Rewrite the rows below, swapping every "indicate" for "mark" and leaving everything else untouched.

-- BEGIN --

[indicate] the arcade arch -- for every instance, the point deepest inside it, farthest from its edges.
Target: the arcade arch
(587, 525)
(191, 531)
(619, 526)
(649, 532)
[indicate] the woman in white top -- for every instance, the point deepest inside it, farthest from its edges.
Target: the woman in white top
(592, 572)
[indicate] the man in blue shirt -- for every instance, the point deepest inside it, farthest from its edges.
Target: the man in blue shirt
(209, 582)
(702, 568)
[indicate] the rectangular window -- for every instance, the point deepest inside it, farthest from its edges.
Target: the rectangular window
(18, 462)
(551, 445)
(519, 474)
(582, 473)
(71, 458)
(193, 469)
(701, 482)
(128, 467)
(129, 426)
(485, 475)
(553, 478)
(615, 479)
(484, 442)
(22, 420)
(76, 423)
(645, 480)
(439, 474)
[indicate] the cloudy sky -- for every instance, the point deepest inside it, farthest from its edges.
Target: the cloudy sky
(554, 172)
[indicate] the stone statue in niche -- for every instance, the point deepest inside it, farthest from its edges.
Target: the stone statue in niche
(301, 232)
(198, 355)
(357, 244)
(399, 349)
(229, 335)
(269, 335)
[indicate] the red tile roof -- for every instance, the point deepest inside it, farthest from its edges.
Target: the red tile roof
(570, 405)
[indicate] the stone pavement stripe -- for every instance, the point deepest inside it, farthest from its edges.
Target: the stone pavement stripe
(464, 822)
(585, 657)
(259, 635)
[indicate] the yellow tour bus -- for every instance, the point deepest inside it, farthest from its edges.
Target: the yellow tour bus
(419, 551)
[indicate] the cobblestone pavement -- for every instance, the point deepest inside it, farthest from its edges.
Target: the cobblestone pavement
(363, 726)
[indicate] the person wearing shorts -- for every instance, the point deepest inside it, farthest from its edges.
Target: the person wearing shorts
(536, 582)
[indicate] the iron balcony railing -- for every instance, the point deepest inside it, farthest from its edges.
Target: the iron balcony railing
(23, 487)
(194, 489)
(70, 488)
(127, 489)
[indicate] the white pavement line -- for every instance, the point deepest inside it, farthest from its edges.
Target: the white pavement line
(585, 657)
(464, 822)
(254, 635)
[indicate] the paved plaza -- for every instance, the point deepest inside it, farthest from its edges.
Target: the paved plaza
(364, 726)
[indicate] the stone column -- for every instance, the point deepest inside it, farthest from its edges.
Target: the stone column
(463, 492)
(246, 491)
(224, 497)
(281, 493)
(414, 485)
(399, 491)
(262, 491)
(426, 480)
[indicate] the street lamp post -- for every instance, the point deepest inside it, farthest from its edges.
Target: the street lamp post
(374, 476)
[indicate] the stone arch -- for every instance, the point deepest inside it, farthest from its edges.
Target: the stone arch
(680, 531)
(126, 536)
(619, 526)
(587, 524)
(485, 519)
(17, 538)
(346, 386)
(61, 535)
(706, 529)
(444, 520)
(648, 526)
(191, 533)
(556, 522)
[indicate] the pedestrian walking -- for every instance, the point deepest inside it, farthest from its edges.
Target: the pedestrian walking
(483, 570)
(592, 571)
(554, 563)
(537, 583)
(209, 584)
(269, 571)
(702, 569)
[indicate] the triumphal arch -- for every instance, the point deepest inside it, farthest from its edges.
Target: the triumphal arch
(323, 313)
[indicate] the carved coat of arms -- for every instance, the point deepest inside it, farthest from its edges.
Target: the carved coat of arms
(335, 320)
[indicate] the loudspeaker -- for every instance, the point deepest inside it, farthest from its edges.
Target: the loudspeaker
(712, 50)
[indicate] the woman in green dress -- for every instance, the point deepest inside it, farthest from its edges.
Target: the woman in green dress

-- END --

● Solution to this problem
[mark] the arcade arch -- for every instance, the point deepest inside it, farthest from its edges.
Target: the arcade arch
(587, 525)
(191, 531)
(619, 526)
(649, 532)
[mark] the woman in white top -- for every instance, the point deepest inside it, farthest from its edges.
Target: the woman in white top
(592, 572)
[mark] the man in blue shirt -- for every instance, the point deepest inside it, farthest from its edges.
Target: the man in blue shirt
(209, 582)
(702, 568)
[mark] the rectangular window -- for every instance, the point deepest inside it, farthest from its edges.
Target: the rectangular window
(18, 462)
(551, 445)
(519, 474)
(582, 473)
(71, 458)
(193, 469)
(701, 482)
(128, 467)
(129, 426)
(485, 475)
(553, 478)
(615, 479)
(484, 442)
(22, 420)
(76, 423)
(645, 480)
(439, 474)
[mark] the cloudy sky -- for every instance, the point deepest inside it, farthest from its edges.
Target: the cloudy sky
(554, 172)
[mark] the stone statue in niche -- for every instance, the point deepest inside it, farthest from its edges.
Target: the stone statue in niche
(301, 232)
(198, 355)
(357, 244)
(399, 349)
(229, 335)
(269, 335)
[mark] the red tile roof -- for every instance, the point deepest inside it, farthest from its edges.
Target: the red tile roof
(570, 405)
[mark] the stone pavement stripe -- for every instance, the point deepest inside it, farthest from its edges.
Target: the stone pavement stripe
(464, 822)
(585, 657)
(259, 635)
[mark] the yellow tour bus -- for every instance, the point deepest inside it, farthest from its edges.
Target: the yellow tour bus
(419, 551)
[mark] the cobblestone pavement -- for every instance, the point deepest inside it, farthest from its edges.
Target: the cobblestone pavement
(363, 726)
[mark] the person wearing shorts -- for every instance, the point deepest inside it, farthest from its edges.
Target: the person wearing shorts
(536, 582)
[mark] the iron balcony railing -- for every instance, the point deepest inside it, farthest from its edges.
Target: the iron balcony railing
(23, 487)
(194, 489)
(70, 488)
(127, 489)
[mark] the white pavement line -- for every instance, the point deepest inside it, farthest from its edges.
Target: the white pavement line
(585, 657)
(464, 822)
(254, 635)
[mark] the paved plaza -- for every instance, the point deepest inside it, farthest from its edges.
Target: the paved plaza
(364, 726)
[mark] the stone column -- for every instance, the point deepest inside it, farthest from its edges.
Target: the stone column
(463, 492)
(246, 491)
(224, 497)
(281, 493)
(414, 485)
(399, 491)
(262, 491)
(426, 480)
[mark] the street lamp post -- for every instance, the point deepest inside it, farthest from its edges.
Target: the street lamp post
(374, 476)
[mark] the stone arch -- for every instance, the point deepest inside it, farthest from its edges.
Target: the stone arch
(680, 531)
(126, 536)
(619, 526)
(587, 524)
(485, 519)
(17, 538)
(346, 386)
(61, 535)
(706, 529)
(444, 520)
(648, 526)
(191, 533)
(556, 522)
[mark] the pedestrian walking -- for every instance, the point deepest inside it, farthest from its edges.
Target: the pedestrian walking
(483, 570)
(592, 571)
(554, 563)
(537, 583)
(209, 584)
(269, 571)
(702, 569)
[mark] the triumphal arch -- for every instance, the point deepest inside it, farthest from its edges.
Target: the triumphal arch
(323, 313)
[mark] the carved coat of arms -- for every instance, the point deepest inside it, farthest from its edges.
Target: the carved coat of arms
(335, 320)
[mark] the loudspeaker -- for every instance, the point deepest inside it, farthest from its edges.
Target: the loudspeaker
(712, 50)
[mark] the woman in green dress -- for every instance, the point deepest inside it, farthest from its edges.
Target: the woman in green dress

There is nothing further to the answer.